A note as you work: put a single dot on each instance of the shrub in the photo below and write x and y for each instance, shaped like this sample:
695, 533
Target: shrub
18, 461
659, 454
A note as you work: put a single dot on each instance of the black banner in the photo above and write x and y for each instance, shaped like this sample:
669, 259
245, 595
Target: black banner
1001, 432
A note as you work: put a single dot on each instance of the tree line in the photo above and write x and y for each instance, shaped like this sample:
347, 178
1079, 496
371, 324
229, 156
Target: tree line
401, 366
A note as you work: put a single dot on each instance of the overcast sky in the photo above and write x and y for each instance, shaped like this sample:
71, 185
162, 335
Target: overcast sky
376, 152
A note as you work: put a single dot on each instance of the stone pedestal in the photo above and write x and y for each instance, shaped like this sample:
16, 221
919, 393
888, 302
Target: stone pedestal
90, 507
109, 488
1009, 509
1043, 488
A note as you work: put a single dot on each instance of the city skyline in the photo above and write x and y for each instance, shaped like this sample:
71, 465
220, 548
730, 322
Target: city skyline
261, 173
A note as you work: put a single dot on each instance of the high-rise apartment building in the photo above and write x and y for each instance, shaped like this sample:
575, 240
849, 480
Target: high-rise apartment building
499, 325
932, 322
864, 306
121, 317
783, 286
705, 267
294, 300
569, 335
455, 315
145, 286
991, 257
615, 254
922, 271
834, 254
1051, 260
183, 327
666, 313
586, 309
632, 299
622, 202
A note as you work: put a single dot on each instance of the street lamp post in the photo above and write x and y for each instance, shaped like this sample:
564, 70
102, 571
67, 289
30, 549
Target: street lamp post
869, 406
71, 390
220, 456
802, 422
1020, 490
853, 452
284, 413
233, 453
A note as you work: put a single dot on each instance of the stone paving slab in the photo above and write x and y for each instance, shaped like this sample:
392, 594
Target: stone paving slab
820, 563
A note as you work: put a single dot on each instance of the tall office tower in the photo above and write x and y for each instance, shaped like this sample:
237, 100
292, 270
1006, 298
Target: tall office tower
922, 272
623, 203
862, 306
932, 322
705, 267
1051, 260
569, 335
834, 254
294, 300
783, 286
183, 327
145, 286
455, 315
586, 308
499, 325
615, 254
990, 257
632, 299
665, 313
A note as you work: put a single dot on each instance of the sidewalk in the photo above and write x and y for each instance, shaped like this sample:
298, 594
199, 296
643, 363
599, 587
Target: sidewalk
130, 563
***
**Instructions for the task:** Retype the material above line for line, keeping every character unchanged.

**Task response:**
A note as you work: put a single dot on each instance of the shrub in the photo below and write x and y for each instance, shaped like this sample:
695, 533
Target: shrub
18, 461
659, 454
A note as you work: put a single dot on each instance of the black banner in the photo above and write x and y for each instance, shaped like this sample:
669, 259
245, 595
Target: black banner
1001, 432
A note as you work: put a single dot on each instance of the tree line in the photo above and write x and y for each instance, shaped like this sample:
347, 178
1079, 496
371, 324
229, 156
Target: tree line
401, 366
A note as you work: put a single dot on each instance of the overcast sky in the photo above and write x and y for each instance, shaped like this sample:
71, 185
162, 335
Target: overcast sky
376, 152
A note as you work: put a single dot on each instance of the stone pedestal in the photo above and write x and y for each instance, shaped like this sample:
16, 221
919, 393
888, 302
Target: stone pedestal
90, 507
109, 488
1009, 509
1043, 488
A note as you work: put a single dot on each instance of the city skyline in the photo above and write x and y for each instance, shaped like this sample:
71, 465
220, 548
730, 322
Target: city skyline
261, 173
A note as you work: put a single dot on each instance of the high-rise apartment building in the photo above and write x and y for each instance, shaped like this sample:
575, 240
849, 480
Target: high-rise apartment building
499, 325
932, 322
864, 306
121, 317
783, 286
705, 267
294, 300
569, 335
455, 315
145, 286
991, 257
615, 254
922, 271
834, 254
1051, 260
183, 327
666, 313
586, 309
632, 299
622, 202
A note as you work: put a single dot on each instance of the street lamp post in the photo above and write x and y for each instance, shaped like this sample:
564, 70
102, 571
67, 289
30, 549
Target: street lamp post
869, 406
71, 390
220, 456
802, 422
1020, 490
853, 452
284, 413
233, 453
A note as you work: put a single dot on each instance of the stone paving slab in the photo above and write x and y for each instance, shaped like this sample:
392, 594
Target: stone paving slab
820, 563
A note as you work: put a single dot on each instance of the tall office tower in the photo above and write x and y for each instance, shaped like this sample:
237, 100
292, 270
1006, 298
Target: tall office tower
922, 272
623, 203
862, 306
932, 322
705, 267
1051, 260
569, 335
834, 254
294, 300
783, 286
183, 327
145, 286
455, 315
586, 308
499, 325
615, 254
990, 257
632, 299
665, 313
A note as you work: put a single dot on each instance of the sidewalk in the photo above and write x and y for each instance, shaped like this sample:
298, 594
199, 296
643, 363
599, 587
Target: sidewalk
130, 563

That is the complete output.